### WRITTEN PROBLEM
Output only the lines from the one holding "of the snow-covered" to the end of the data below, please, copied exactly.

### ENTRIES
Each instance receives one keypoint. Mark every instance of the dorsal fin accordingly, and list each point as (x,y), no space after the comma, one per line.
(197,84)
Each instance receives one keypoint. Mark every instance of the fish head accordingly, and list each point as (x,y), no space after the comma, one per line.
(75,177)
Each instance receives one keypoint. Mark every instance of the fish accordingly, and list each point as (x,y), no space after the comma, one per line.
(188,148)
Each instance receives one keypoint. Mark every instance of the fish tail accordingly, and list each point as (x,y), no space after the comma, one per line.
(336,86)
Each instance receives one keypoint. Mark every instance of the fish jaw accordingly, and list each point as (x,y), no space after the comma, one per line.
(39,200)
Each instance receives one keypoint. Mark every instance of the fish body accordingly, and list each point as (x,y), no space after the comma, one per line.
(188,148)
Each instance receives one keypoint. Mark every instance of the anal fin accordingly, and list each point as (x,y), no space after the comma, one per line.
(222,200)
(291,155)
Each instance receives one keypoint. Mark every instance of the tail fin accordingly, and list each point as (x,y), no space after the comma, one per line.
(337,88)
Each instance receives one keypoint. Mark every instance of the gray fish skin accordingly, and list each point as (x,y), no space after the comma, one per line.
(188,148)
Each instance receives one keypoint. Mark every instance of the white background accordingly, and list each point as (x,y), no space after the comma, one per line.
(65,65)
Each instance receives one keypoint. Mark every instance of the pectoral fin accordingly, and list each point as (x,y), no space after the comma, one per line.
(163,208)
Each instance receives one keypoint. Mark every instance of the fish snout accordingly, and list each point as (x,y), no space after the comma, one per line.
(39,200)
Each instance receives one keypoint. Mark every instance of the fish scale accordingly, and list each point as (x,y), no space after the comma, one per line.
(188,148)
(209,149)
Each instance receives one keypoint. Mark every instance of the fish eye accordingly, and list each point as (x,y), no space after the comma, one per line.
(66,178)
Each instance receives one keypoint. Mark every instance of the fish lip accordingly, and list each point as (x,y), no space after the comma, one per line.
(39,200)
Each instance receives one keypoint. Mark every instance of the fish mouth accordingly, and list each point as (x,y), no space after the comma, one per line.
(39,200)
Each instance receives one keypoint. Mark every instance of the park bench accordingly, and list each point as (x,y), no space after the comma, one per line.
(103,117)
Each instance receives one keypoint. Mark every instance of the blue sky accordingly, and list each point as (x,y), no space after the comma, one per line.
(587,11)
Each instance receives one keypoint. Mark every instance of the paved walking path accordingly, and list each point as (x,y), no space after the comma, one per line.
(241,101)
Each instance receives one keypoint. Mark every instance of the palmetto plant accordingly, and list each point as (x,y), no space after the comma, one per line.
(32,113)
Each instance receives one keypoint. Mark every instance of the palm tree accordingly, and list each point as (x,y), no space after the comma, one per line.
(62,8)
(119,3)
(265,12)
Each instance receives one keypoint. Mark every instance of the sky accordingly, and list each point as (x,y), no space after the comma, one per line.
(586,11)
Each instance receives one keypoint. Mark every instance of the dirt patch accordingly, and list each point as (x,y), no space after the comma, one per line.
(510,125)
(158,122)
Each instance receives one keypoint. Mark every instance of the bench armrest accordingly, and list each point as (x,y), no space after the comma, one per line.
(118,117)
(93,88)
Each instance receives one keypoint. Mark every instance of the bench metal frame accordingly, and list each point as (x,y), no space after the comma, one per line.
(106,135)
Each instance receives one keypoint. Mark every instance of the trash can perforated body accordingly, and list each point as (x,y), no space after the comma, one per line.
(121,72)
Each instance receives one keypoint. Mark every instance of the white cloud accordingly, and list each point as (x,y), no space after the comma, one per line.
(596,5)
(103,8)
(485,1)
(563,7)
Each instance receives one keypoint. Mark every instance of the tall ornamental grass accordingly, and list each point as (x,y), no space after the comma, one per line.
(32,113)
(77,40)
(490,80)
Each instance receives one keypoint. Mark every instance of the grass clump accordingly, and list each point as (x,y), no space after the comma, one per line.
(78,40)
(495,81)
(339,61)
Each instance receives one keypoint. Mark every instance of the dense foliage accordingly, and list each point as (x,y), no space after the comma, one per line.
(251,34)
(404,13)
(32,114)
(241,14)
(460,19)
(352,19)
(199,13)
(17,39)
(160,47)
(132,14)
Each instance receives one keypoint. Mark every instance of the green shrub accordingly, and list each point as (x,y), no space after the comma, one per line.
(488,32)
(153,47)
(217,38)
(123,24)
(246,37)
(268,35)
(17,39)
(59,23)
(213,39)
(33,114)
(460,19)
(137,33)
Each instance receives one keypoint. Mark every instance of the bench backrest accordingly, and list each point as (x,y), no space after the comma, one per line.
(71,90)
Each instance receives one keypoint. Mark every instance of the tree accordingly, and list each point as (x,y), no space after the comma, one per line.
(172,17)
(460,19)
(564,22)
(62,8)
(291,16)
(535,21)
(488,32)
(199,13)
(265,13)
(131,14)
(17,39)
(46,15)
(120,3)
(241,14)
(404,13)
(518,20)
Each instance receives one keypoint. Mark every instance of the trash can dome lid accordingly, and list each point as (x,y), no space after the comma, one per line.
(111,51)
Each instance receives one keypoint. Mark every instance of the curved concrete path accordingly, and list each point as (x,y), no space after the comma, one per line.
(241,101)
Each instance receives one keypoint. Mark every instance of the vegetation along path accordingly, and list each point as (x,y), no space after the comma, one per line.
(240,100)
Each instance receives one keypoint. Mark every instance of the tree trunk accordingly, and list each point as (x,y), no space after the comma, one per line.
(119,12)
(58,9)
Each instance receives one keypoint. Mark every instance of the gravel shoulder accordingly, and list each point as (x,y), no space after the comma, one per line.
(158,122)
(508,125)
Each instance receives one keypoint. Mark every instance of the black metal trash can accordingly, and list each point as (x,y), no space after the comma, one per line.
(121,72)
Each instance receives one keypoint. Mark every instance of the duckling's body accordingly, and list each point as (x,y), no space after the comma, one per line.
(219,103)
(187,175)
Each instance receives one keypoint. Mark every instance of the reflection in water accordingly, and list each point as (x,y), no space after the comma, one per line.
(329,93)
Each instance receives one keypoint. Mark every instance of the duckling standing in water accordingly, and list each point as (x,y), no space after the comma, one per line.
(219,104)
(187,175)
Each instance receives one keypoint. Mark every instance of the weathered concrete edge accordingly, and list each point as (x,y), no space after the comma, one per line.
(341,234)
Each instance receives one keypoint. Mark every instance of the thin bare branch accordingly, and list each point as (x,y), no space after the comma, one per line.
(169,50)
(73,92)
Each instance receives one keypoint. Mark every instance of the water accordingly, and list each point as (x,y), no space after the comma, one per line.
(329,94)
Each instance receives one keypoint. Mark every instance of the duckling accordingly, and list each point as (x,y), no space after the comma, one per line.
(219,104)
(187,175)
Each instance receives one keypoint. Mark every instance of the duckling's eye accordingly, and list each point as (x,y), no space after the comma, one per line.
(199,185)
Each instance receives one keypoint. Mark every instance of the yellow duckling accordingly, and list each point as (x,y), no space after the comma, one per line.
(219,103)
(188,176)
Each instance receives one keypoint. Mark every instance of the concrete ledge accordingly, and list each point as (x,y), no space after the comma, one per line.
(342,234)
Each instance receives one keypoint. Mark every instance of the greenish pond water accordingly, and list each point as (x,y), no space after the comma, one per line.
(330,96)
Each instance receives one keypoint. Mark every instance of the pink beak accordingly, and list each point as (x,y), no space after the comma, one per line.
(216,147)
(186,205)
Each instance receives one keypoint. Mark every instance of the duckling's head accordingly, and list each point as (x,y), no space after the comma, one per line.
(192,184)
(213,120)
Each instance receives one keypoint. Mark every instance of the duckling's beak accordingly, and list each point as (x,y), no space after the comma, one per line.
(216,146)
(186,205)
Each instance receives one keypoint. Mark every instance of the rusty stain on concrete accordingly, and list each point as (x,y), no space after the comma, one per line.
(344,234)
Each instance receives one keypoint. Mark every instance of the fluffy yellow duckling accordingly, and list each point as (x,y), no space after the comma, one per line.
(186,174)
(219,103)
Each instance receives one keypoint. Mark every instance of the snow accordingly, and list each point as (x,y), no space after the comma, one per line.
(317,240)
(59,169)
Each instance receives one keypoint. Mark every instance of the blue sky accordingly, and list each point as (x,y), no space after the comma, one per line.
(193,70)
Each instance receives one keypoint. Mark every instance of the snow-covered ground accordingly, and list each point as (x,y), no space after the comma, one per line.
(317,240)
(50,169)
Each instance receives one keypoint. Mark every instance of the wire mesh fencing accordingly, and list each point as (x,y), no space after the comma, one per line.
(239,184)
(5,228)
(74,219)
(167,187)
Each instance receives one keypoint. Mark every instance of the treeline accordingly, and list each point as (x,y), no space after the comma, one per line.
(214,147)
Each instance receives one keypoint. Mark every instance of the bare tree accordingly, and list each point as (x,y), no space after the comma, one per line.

### SOLUTION TO THE EXERCISE
Each instance receives one keypoint. Mark every instance of the snow-covered ground accordingly, and list each point as (x,y), no space after the comma, one per line.
(317,240)
(50,169)
Each instance receives one keypoint. Mark every instance of the wire mesh fencing accordingly, and list each point as (x,y), no space after the comma, one per line.
(239,184)
(5,228)
(74,219)
(167,187)
Each instance receives one keypoint. Mark every instance of the treeline accordingly, and list each point as (x,y), no space after the comma, one per line.
(214,147)
Each instance receives one keypoint. Mark every instance of the bare tree accordingly, and list each point as (x,y), no space after the comma, one per line.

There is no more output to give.